设定任务 1 » 请抄写给定文本中的一段，从“B = numpy.array([[1,2,3,4,5,6,7]])”开始，一直到“way this demands.”为止，一字不改。

给定文本 »
>>

问题
I have a large image A and a smaller image B, both expressed as 2-D numpy arrays. I want to use A as the canvas, and write translated copies of B all over it, packed in a hexagonal arrangement. The part I can't get my head around is how to handle it such that the image wraps both vertically and horizontally—essentially what I want is regular tessellation of a (padded, as necessary) sub-image onto a torus.
I've seen the discussion of numpy.take and numpy.roll at
wrapping around slices in Python / numpy and that shows me how to access and return a copy of a wrapped slice of an array, but I want to assign to that—i.e., for arbitrary integers rowOffset and columnOffset I want to do the equivalent of:
A = numpy.zeros((5,11), int)
B = numpy.array([[1,2,3,4,5,6,7]]) * numpy.array([[10,100,1000]]).T
# OK, we wouldn't be able to fit more than one or two copies of B into A, but they demonstrate the wrapped placement problem
wrappedRowIndices = ( numpy.arange(B.shape[0]) + rowOffset ) % A.shape[0]
wrappedColumnIndices = ( numpy.arange(B.shape[1]) + columnOffset ) % A.shape[1]
A[ wrappedRowIndices, : ][ :, wrappedColumnIndices ] = B
I see from a comment on the question,
and from a moment's reflection on the way numpy arrays are represented, that there's no way a wrapped slice can be returned as a view in the way this demands.
Is there (Y) a way of assigning to wrapped slices of an array in this way, or (X) an existing utility for performing the kind of tessellation I'm trying to achieve?
回答1:
Your current code breaks down into a __getitem__ and a __setitem__. The __getitem__ does not return a view, as you noted, so the __setitem__ just ends up modifying the copy.
You need to do the whole thing in one __setitem__ (i.e. one set of brackets):
A[wrappedRowIndices[:,np.newaxis], wrappedColumnIndices] = B
Due to broadcasting, this is equivalent to:
A[wrappedRowIndices[:,np.newaxis], wrappedColumnIndices[np.newaxis,:]] = B
When indexing with more than one array, the rules is that:
# ... here is NOT the python Ellipsis!
y = x[a, b, c, ...]
y[i, j, ..] = x[a[i,j,...], b[i,j,...], ...]
There's actually a builtin for this, np.ix_():
A[np.ix_(wrappedRowIndices, wrappedColumnIndices)] = B
Generalizing to ND, you get:
def place_wrapped(canvas, brush, position):
assert canvas.ndim == brush.ndim == len(position)

<<

区域标注条目
>>

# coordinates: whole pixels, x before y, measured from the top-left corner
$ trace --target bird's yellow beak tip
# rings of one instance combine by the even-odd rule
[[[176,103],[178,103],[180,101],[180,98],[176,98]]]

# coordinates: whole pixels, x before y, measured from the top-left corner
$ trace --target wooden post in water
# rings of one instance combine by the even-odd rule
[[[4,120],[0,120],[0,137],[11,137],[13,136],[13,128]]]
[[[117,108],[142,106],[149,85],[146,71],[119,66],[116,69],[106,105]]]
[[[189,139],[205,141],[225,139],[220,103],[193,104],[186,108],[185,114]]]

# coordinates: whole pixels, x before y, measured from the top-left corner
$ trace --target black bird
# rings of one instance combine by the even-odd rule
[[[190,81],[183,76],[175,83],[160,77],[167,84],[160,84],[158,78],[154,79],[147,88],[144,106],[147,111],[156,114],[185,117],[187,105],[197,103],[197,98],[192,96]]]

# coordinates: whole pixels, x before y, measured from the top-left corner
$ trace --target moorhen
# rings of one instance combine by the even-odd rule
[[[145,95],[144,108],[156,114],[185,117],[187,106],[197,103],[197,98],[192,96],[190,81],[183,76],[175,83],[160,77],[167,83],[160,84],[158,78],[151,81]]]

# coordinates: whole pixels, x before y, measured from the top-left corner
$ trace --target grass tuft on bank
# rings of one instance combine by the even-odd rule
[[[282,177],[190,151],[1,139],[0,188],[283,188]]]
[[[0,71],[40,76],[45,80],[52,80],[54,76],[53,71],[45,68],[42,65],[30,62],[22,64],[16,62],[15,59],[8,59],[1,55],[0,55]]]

<<

设定任务 2 » 从区域标注条目的开头起，一直到含有“[[[176,103],[178,103],[180,101],[180,98],[176,98]]]”的那一行为止，把这几行重写一遍，将“yellow”换成“orange”，其余不变，只写这几行。

参考答案 1 »
B = numpy.array([[1,2,3,4,5,6,7]]) * numpy.array([[10,100,1000]]).T
# OK, we wouldn't be able to fit more than one or two copies of B into A, but they demonstrate the wrapped placement problem
wrappedRowIndices = ( numpy.arange(B.shape[0]) + rowOffset ) % A.shape[0]
wrappedColumnIndices = ( numpy.arange(B.shape[1]) + columnOffset ) % A.shape[1]
A[ wrappedRowIndices, : ][ :, wrappedColumnIndices ] = B
I see from a comment on the question,
and from a moment's reflection on the way numpy arrays are represented, that there's no way a wrapped slice can be returned as a view in the way this demands.

参考答案 2 »
# coordinates: whole pixels, x before y, measured from the top-left corner
$ trace --target bird's orange beak tip
# rings of one instance combine by the even-odd rule
[[[176,103],[178,103],[180,101],[180,98],[176,98]]]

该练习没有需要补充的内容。